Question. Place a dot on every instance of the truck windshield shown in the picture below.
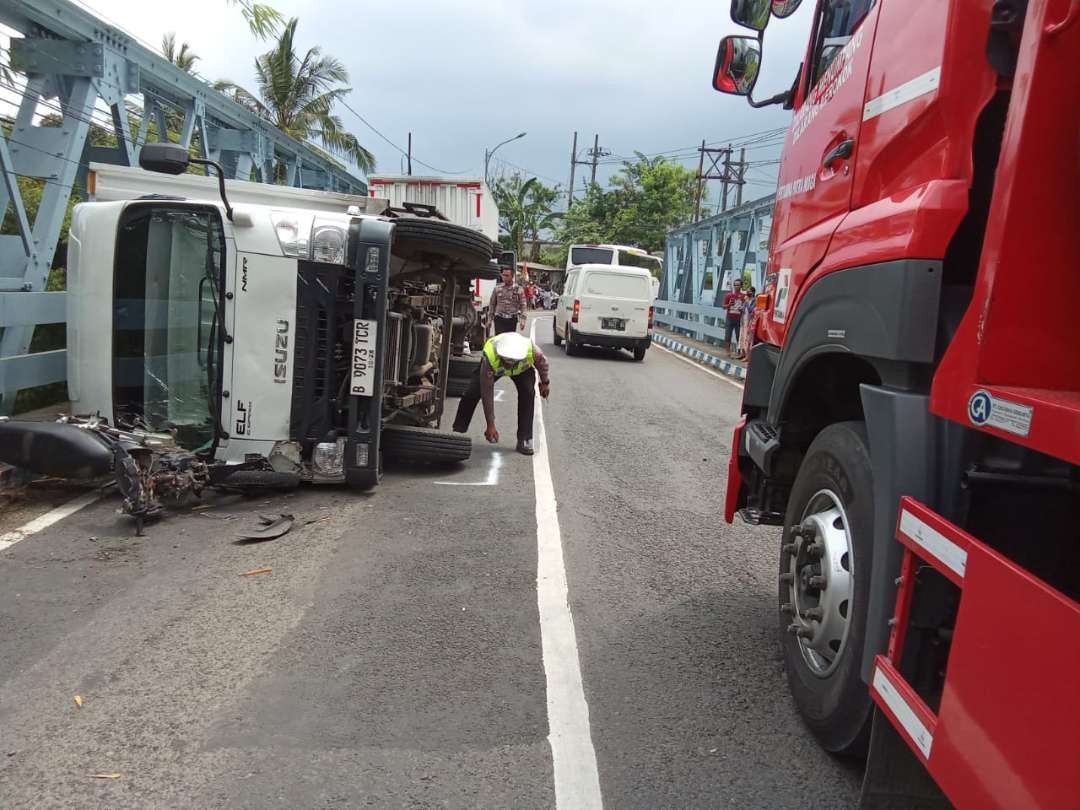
(166, 324)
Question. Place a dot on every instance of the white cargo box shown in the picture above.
(464, 201)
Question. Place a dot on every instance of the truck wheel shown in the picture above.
(257, 481)
(824, 576)
(464, 366)
(423, 445)
(457, 386)
(419, 239)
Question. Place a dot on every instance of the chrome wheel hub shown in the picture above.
(818, 576)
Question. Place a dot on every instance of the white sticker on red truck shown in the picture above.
(985, 409)
(783, 294)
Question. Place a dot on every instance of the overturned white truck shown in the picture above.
(252, 336)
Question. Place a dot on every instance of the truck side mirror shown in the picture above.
(738, 62)
(753, 14)
(785, 8)
(164, 158)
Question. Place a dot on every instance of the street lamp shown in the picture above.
(489, 152)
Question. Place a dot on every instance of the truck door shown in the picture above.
(815, 177)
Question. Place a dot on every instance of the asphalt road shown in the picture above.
(393, 655)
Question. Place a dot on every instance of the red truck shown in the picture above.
(912, 412)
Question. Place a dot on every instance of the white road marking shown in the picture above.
(66, 510)
(577, 779)
(490, 481)
(699, 367)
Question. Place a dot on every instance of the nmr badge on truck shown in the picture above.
(365, 336)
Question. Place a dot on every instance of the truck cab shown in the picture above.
(304, 332)
(898, 408)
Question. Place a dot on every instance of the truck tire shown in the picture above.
(257, 481)
(457, 386)
(824, 575)
(464, 366)
(423, 445)
(418, 239)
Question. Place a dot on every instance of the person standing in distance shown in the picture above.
(508, 304)
(512, 355)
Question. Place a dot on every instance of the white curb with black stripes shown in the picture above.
(724, 366)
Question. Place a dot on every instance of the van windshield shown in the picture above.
(617, 285)
(635, 259)
(591, 255)
(165, 320)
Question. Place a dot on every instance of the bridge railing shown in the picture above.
(693, 320)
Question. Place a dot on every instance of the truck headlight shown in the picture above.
(329, 242)
(328, 458)
(293, 230)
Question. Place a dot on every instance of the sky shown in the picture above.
(461, 77)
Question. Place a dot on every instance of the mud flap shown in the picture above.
(894, 779)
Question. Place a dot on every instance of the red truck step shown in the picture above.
(1008, 730)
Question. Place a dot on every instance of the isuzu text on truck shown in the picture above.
(912, 412)
(298, 336)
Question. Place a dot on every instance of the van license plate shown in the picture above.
(365, 335)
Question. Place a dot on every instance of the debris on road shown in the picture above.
(269, 528)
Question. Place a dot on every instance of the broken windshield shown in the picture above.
(166, 326)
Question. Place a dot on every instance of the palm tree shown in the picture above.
(297, 95)
(525, 208)
(184, 57)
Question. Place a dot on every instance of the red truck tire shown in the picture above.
(827, 539)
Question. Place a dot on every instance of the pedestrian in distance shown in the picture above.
(508, 304)
(748, 325)
(733, 304)
(517, 358)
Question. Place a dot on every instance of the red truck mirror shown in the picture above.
(785, 8)
(753, 14)
(738, 62)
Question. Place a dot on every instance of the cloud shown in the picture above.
(463, 76)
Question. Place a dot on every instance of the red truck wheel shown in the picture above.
(824, 571)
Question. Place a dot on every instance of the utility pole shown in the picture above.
(723, 169)
(574, 165)
(595, 153)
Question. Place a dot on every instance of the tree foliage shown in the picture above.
(525, 210)
(645, 200)
(297, 95)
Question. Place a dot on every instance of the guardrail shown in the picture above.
(692, 320)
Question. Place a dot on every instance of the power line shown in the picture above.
(372, 126)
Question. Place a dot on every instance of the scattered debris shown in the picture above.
(270, 527)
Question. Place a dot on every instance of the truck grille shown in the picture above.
(324, 306)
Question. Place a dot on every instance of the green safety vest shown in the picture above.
(493, 359)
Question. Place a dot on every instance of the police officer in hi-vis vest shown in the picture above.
(512, 355)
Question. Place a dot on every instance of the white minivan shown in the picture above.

==============================

▶ **What the task requires**: Switch "green safety vest" to "yellow safety vest" in the lines starting at the one containing "Question. Place a dot on every instance of the truck grille" and ending with the last line of the items. Reproduce only those lines, with everything else left unaltered.

▶ **Expected answer**:
Question. Place a dot on every instance of the truck grille shown in the picture above.
(324, 306)
Question. Place a dot on every instance of the yellow safety vest shown in the picture above.
(493, 359)
Question. Place a dot on every instance of the police officer in hi-vis vest shown in the picture above.
(512, 355)
Question. Place a dot on every instance of the white minivan shown in the picture above.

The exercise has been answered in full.